### Your goal
Extend the article on currying in JavaScript below by writing the next part, starting after its last paragraph.

— Begin Text shown —

Currying in JS

Currying

Named after Haskell Brooks Curry, currying is the process of breaking down a function into a series of functions that each take a single argument.

Currying example

Here’s a simple example. We’ll write a function sum3 takes three numbers and returns their sum.

function sum3(x, y, z) {  return x + y + z;}

console.log(sum3(1, 2, 3) // 6

The curried version of sum3 behaves a little differently. For starters, it accepts only one argument and returns a function. The returned function also accepts one argument and also returns a function.

This cycle keeps going until the returned function accepts the last argument. This function, the last one in the chain, finally returns the sum.

function sum3(x) {  return (y) => {    return (z) => {      return x + y + z;    };  };}console.log(sum3(1)(2)(3)) // 6

This works because JS supports closures. What’s a closure?

A closure is the combination of a function and the lexical environment within which that function was declared. — MDN

Observe that the last function in the chain only accepts z, but operates on other variables. For all it cares, they are global variables. When in reality, they’re just local variables scoped in different functions.

let x = ...;let y = ...;

return function(z) {  return x + y + z;};

Generalised curry

Writing one curried function is all fine and dandy, but this can become a real chore when writing multiple functions. We need a more general approach.

In most functional languages, like haskell, all we have to do is define the function and it gets curried automagically.

let sum3 x y z = x + y + z

sum3 1 2 3-- 6

:t sum3 -- print the type of sum3()-- sum3 :: Int -> Int -> Int -> Int

sum3 :: Int -> Int -> Int -> Int  -- function namesum3 :: Int -> Int -> Int -> Int  -- curried function definitionsum3 :: Int -> Int -> Int -> Int  -- final return

We can’t rewrite the JS engine to curry-ify all functions, but we can come up with a strategy to do so.

The Strategy

Examining the two forms of sum3 reveals an important fact. The actual function body from the plain function is moved as-is into the last function in the chain. Before we reach the last level, we won’t have all the arguments in the execution scope.

— End Text shown —
— Begin Extracted entries —

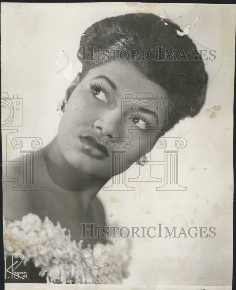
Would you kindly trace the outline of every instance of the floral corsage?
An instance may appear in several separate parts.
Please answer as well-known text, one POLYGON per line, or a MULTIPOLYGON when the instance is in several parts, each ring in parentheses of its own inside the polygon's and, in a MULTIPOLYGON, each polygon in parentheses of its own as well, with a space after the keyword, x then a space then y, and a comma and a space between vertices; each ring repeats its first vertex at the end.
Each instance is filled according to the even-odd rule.
MULTIPOLYGON (((14 253, 24 255, 46 275, 48 283, 121 284, 128 275, 130 244, 120 238, 112 243, 98 243, 81 249, 82 243, 71 240, 69 231, 55 226, 47 217, 42 222, 30 213, 21 221, 3 217, 5 257, 14 253)), ((111 241, 112 243, 112 241, 111 241)))

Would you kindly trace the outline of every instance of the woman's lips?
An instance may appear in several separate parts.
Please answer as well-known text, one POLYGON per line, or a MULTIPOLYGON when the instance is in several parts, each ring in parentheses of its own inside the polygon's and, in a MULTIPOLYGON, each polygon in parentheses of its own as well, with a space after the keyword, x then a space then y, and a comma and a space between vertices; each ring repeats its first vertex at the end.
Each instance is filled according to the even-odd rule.
POLYGON ((83 151, 87 155, 98 159, 101 159, 108 156, 107 149, 98 143, 95 138, 86 136, 79 137, 83 151))

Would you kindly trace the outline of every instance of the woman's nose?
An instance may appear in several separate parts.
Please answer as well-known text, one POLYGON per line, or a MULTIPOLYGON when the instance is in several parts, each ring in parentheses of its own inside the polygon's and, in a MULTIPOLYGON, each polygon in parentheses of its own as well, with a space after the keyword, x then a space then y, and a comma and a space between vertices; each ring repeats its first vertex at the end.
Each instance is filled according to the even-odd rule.
POLYGON ((120 137, 120 113, 114 110, 102 114, 94 123, 95 130, 104 136, 113 138, 120 137))

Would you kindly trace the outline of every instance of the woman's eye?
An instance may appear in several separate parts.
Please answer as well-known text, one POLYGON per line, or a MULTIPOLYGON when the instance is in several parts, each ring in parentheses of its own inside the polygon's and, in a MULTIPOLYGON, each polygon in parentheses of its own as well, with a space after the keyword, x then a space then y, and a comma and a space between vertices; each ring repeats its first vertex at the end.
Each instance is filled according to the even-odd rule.
POLYGON ((106 95, 98 88, 94 88, 92 89, 92 93, 94 96, 103 102, 108 103, 106 95))
POLYGON ((130 119, 133 122, 134 125, 136 125, 141 129, 146 129, 147 122, 139 117, 132 117, 130 119))

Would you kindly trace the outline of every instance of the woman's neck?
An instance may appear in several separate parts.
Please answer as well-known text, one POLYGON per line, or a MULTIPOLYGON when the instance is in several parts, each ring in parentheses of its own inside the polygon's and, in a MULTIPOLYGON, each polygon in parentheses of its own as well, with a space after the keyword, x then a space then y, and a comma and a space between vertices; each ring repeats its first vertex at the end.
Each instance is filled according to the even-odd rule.
POLYGON ((42 152, 48 174, 53 182, 64 189, 74 191, 84 208, 87 208, 109 179, 91 176, 72 166, 61 153, 57 136, 42 152))

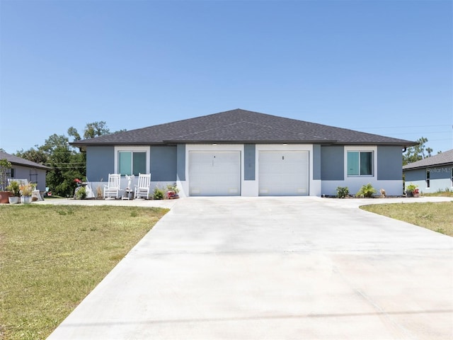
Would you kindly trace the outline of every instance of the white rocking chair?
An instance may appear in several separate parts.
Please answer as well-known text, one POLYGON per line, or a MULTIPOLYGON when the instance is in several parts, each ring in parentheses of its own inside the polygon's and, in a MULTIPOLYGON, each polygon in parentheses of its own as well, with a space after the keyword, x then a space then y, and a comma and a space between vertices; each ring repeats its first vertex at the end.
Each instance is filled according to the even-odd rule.
POLYGON ((151 183, 151 174, 139 174, 139 182, 134 186, 134 197, 148 199, 149 196, 149 184, 151 183))
POLYGON ((104 185, 104 199, 120 197, 120 174, 109 174, 108 185, 104 185))

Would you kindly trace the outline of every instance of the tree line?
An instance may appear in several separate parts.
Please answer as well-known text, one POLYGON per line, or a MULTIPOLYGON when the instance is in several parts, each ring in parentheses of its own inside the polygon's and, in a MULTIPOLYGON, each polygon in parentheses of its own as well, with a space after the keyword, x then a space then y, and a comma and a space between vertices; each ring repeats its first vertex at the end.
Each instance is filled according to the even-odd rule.
MULTIPOLYGON (((122 130, 124 131, 124 130, 122 130)), ((119 132, 119 131, 118 131, 119 132)), ((86 125, 83 139, 109 135, 105 122, 88 123, 86 125)), ((69 197, 74 195, 77 186, 74 180, 84 180, 86 176, 86 154, 69 144, 82 140, 73 126, 67 130, 67 135, 53 134, 45 140, 43 145, 35 145, 28 150, 18 151, 16 156, 52 168, 46 175, 46 185, 52 194, 69 197)))
MULTIPOLYGON (((116 131, 125 131, 125 130, 116 131)), ((86 154, 69 144, 82 139, 93 138, 110 134, 105 121, 88 123, 85 125, 83 137, 74 127, 65 135, 53 134, 45 140, 43 145, 35 145, 28 150, 18 151, 16 156, 52 168, 46 175, 46 184, 53 194, 69 197, 76 187, 74 179, 84 180, 86 176, 86 154)), ((431 156, 432 149, 428 147, 428 138, 416 140, 417 145, 408 147, 403 154, 403 165, 413 163, 431 156)))

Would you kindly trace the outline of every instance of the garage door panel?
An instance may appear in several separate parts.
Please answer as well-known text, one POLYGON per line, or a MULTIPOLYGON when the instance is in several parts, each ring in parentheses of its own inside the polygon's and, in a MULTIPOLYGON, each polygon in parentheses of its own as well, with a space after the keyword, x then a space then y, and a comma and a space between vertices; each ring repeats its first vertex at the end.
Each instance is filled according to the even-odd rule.
POLYGON ((309 194, 308 151, 261 151, 258 158, 260 196, 309 194))
POLYGON ((190 196, 241 194, 240 152, 190 152, 190 196))

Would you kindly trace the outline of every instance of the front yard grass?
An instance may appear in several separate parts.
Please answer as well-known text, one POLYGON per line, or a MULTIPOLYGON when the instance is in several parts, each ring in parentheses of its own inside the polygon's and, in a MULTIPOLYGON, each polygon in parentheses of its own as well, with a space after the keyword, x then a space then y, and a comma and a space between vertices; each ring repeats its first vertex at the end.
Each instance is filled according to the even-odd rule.
POLYGON ((168 211, 0 206, 0 339, 47 338, 168 211))
POLYGON ((453 201, 375 204, 360 208, 453 237, 453 201))

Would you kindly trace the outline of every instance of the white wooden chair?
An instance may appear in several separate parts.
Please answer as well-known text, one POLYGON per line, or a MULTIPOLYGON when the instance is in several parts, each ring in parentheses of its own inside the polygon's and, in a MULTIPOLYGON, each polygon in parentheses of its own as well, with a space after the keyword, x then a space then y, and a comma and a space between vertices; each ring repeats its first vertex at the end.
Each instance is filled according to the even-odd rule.
POLYGON ((104 199, 120 197, 120 174, 109 174, 108 184, 104 185, 104 199))
POLYGON ((146 198, 149 196, 149 185, 151 184, 151 174, 139 174, 139 181, 135 186, 134 197, 135 198, 146 198))

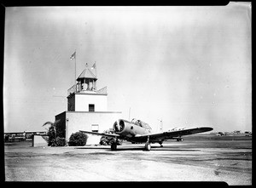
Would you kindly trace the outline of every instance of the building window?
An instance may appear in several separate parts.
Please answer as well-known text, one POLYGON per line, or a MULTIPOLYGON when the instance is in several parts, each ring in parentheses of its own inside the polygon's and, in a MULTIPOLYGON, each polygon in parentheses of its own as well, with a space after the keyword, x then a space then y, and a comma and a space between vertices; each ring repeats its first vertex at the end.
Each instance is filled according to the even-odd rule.
POLYGON ((92 105, 92 104, 89 105, 89 111, 95 111, 95 110, 94 110, 94 105, 92 105))
POLYGON ((92 124, 91 125, 91 131, 92 132, 99 132, 99 125, 98 124, 92 124))

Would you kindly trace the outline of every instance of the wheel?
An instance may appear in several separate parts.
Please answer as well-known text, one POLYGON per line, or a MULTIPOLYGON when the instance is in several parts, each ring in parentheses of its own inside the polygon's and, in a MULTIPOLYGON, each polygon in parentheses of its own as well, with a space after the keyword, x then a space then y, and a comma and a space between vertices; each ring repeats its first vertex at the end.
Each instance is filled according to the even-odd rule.
POLYGON ((115 143, 113 143, 113 144, 111 145, 111 150, 112 150, 112 151, 116 151, 116 149, 117 149, 117 145, 116 145, 115 143))
POLYGON ((150 145, 150 143, 146 143, 145 144, 145 150, 146 151, 150 151, 151 150, 151 145, 150 145))

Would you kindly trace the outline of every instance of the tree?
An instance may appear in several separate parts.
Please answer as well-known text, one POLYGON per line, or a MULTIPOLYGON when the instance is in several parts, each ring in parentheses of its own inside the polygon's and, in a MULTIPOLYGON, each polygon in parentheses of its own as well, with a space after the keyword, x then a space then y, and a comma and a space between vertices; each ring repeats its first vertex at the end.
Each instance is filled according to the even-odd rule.
MULTIPOLYGON (((103 131, 104 134, 113 134, 114 131, 113 128, 109 128, 108 130, 103 131)), ((114 138, 109 138, 107 136, 102 136, 101 140, 100 140, 100 145, 110 145, 114 140, 114 138)), ((116 140, 117 145, 121 145, 123 144, 123 140, 117 139, 116 140)))
POLYGON ((56 120, 54 122, 46 122, 43 125, 43 127, 49 125, 46 134, 49 136, 49 146, 63 146, 63 143, 65 143, 63 140, 65 140, 65 132, 62 130, 63 128, 61 128, 60 122, 60 120, 56 120))
POLYGON ((88 139, 87 134, 81 133, 81 132, 76 132, 70 135, 68 145, 70 145, 70 146, 83 146, 83 145, 86 145, 87 139, 88 139))

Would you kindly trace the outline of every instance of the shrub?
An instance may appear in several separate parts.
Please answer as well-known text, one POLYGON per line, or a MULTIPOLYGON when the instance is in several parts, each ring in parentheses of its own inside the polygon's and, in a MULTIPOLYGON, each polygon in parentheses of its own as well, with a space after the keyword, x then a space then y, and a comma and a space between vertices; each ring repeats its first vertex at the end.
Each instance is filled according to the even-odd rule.
POLYGON ((88 135, 81 133, 76 132, 72 134, 69 138, 68 145, 70 146, 83 146, 86 144, 88 139, 88 135))
POLYGON ((57 137, 56 146, 65 146, 66 145, 67 145, 67 141, 65 138, 57 137))
MULTIPOLYGON (((103 131, 104 134, 113 134, 114 131, 112 128, 103 131)), ((114 138, 110 138, 107 136, 102 136, 100 140, 100 145, 111 145, 114 140, 114 138)), ((117 139, 117 145, 121 145, 123 144, 123 140, 117 139)))

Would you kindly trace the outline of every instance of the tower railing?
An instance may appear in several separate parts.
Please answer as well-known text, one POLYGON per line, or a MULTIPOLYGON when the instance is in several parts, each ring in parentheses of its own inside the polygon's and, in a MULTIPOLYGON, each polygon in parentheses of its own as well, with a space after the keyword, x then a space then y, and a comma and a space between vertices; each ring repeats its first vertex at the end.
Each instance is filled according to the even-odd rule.
MULTIPOLYGON (((74 93, 79 93, 81 91, 85 91, 85 90, 82 89, 82 84, 81 83, 74 84, 69 89, 67 89, 67 96, 69 96, 70 94, 74 94, 74 93)), ((96 94, 107 94, 107 86, 99 90, 91 89, 90 91, 94 91, 96 94)))

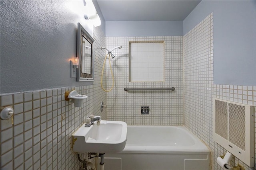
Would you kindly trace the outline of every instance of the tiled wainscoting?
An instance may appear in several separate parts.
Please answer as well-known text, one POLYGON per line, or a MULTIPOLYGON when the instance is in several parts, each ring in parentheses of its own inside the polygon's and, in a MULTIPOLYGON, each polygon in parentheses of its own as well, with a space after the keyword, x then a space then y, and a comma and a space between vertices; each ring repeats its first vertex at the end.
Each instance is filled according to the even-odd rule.
MULTIPOLYGON (((106 102, 100 71, 105 36, 100 28, 94 28, 93 37, 94 85, 1 95, 1 108, 11 106, 14 112, 13 125, 1 120, 1 170, 78 170, 82 165, 70 148, 72 133, 90 114, 106 119, 106 109, 101 112, 100 108, 101 102, 106 102), (65 91, 74 89, 88 96, 82 107, 65 100, 65 91)), ((81 158, 86 156, 82 154, 81 158)))
POLYGON ((213 98, 256 106, 256 87, 214 84, 213 15, 184 36, 184 125, 210 147, 212 169, 221 170, 216 158, 226 151, 212 139, 213 98))

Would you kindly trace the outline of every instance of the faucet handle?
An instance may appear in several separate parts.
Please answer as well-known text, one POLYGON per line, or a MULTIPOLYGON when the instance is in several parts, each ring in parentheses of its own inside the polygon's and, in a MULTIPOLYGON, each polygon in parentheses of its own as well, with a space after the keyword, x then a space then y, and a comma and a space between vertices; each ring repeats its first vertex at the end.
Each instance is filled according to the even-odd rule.
POLYGON ((90 125, 91 123, 91 118, 90 117, 87 117, 85 120, 86 125, 90 125))

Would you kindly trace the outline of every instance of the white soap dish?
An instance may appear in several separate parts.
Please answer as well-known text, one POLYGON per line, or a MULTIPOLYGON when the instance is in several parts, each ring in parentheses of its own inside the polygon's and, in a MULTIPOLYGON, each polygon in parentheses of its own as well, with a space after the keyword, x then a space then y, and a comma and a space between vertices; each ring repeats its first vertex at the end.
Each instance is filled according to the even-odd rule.
POLYGON ((88 96, 86 95, 79 94, 76 90, 73 90, 70 93, 69 92, 66 92, 65 96, 68 94, 68 95, 65 96, 66 100, 74 103, 74 106, 75 107, 82 107, 84 100, 88 98, 88 96))

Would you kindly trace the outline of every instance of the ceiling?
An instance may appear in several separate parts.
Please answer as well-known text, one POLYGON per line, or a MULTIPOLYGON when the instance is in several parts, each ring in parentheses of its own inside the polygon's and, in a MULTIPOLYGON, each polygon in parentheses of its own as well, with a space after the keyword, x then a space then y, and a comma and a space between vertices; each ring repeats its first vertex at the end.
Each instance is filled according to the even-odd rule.
POLYGON ((201 0, 97 0, 106 21, 183 21, 201 0))

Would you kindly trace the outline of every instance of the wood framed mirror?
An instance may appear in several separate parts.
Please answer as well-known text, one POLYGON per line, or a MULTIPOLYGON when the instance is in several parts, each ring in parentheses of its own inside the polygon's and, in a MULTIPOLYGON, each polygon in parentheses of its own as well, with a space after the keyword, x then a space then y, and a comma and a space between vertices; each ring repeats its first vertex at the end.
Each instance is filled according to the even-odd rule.
POLYGON ((94 80, 93 38, 80 23, 77 24, 77 57, 79 65, 76 70, 76 81, 94 80))

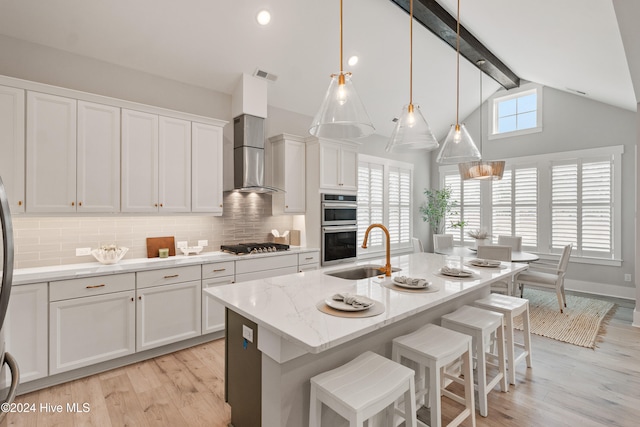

— End Extracted entries —

### Answer to this task
function sum3(x, y, z) {//...}

function sum3(x) {  return (y) => {    return (z) => {// ...    };  };}

This means that we can create a wrapper function that collects the arguments and passes them to the real function. All the intermediate nested functions are called accumulator functions — at least that’s what I call them.

function _sum3(x, y, z) {  return x + y + z;}

function sum3(x) {  return (y) => {    return (z) => {return _sum3(x, y, z);    };  };}

sum3(1)(2)(3) // 6  <--  It works!

Curry Wrapper

Since we’re using a wrapper function in place of the real function, we can create another function that generates this wrapper function. We’ll call this new function curry — a higher-order function that returns a series of nested accumulator functions that invoke the callback function fn in the end.

function curry(fn) {  return (x) => {    return (y) => {      return (z) => {        return fn(x, y, z);      };    };  };}

const sum3 = curry((x, y, z) => {  return x + y + z;});

sum3(1)(2)(3) // 6  <--  It works!

All we now need are different arity curry functions that take: 0 arguments, 1 argument, 2 arguments and so on …

Recursive Curry

Not really. Instead of writing multiple wrapper functions, we will write a single curry function that works for functions of all arity.

Let’s say we do write multiple curry functions. This is what they’ll look like:

function curry0(fn) {  return fn();}

function curry1(fn) {  return (a1) => {    return fn(a1);  };}

function curry2(fn) {  return (a1) => {    return (a2) => {      return fn(a1, a2);    };  };}

function curry3(fn) {  return (a1) => {    return (a2) => {      return (a3) => {        return fn(a1, a2, a3);      };    };  };}

...

function curryN(fn){  return (a1) => {    return (a2) => {      ...      return (aN) => {        // N-th nested function        return fn(a1, a2, ... aN);      };    };  };}

We can make a few observations:

1. The i-th accumulator returns another function that is the (i+1)-th accumulator. We can also say that it is the j-th accumulator.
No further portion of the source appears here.